Data section:
◇ ◇ ◇

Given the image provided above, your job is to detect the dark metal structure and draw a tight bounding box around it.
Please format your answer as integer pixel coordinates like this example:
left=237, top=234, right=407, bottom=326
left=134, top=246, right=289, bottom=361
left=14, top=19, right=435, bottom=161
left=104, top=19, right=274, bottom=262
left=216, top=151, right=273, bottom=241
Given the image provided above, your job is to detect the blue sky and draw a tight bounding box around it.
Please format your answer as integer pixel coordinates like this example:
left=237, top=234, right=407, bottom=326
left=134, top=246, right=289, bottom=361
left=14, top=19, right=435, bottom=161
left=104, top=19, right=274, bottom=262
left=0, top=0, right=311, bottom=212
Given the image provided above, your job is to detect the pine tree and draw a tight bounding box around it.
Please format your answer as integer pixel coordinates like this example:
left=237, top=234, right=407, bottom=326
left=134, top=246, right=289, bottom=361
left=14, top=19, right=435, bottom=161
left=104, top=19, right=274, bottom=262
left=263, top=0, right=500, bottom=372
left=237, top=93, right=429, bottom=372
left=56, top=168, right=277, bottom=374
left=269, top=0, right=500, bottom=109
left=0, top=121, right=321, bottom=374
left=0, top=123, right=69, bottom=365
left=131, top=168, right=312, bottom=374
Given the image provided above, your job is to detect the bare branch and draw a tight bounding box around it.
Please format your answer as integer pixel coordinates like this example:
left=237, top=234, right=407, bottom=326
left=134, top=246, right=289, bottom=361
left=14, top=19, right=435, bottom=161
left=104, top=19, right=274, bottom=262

◇ ◇ ◇

Your task:
Write the records again exactly as they stand.

Solution:
Given the image provided above, your job is to detect the dark metal structure and draw a tight bounding box around it.
Please format your answer as integer pixel coordinates like this example:
left=237, top=234, right=407, bottom=326
left=134, top=246, right=289, bottom=361
left=14, top=19, right=435, bottom=161
left=104, top=19, right=274, bottom=262
left=216, top=151, right=273, bottom=241
Given the image provided above, your job is to detect the blue sky and draw a tight bounding box around it.
Please format your answer as integer pixel coordinates like this example:
left=237, top=234, right=407, bottom=326
left=134, top=246, right=289, bottom=361
left=14, top=19, right=435, bottom=161
left=104, top=19, right=274, bottom=262
left=0, top=0, right=311, bottom=212
Given the image provided above, your job is to detect the pine tree and draw a tight bounding box around it.
Please format your answer as integer pixel coordinates like this example:
left=237, top=234, right=407, bottom=326
left=134, top=246, right=289, bottom=361
left=14, top=19, right=435, bottom=161
left=104, top=19, right=274, bottom=262
left=263, top=0, right=500, bottom=372
left=237, top=93, right=429, bottom=372
left=56, top=168, right=277, bottom=374
left=269, top=0, right=500, bottom=109
left=0, top=121, right=321, bottom=374
left=0, top=123, right=69, bottom=365
left=131, top=168, right=312, bottom=374
Given the image provided above, your job is to detect the bare branch and draw a tight bounding box around it.
Please format your answer as integer pixel coordinates like this example:
left=237, top=234, right=407, bottom=326
left=134, top=246, right=289, bottom=361
left=14, top=19, right=435, bottom=161
left=104, top=19, right=274, bottom=262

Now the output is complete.